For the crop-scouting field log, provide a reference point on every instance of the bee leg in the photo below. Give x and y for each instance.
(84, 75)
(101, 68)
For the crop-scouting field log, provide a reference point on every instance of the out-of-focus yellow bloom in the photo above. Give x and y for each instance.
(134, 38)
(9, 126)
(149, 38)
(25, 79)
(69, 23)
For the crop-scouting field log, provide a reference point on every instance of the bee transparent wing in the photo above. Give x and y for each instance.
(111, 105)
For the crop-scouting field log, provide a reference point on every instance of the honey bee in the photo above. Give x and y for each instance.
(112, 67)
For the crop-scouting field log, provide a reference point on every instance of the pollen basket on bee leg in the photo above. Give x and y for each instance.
◆ ◆ ◆ ◆
Your instructions: Locate "of the out-of-focus" in the data above. Then repeat, exactly, its line and each line after it through the last, adding nothing.

Task output:
For the crop-scouting field log, provide a reference point on every instance of the out-of-focus yellow bloom in the photo above. Give x and y for each instance.
(134, 38)
(9, 126)
(149, 38)
(25, 79)
(69, 23)
For the crop-scouting field log, provide a reference point on every instance of the bee transparent wing in the photo above. Give x and y for each instance.
(111, 105)
For the crop-scouting field log, provide a reference point on every instance of the honey bee in the photo above. Give x and y for each instance.
(112, 67)
For the crop-scouting field log, provide a reference point on every instance of the pollen basket on bee leg in the photo above. Give x and y for each instance.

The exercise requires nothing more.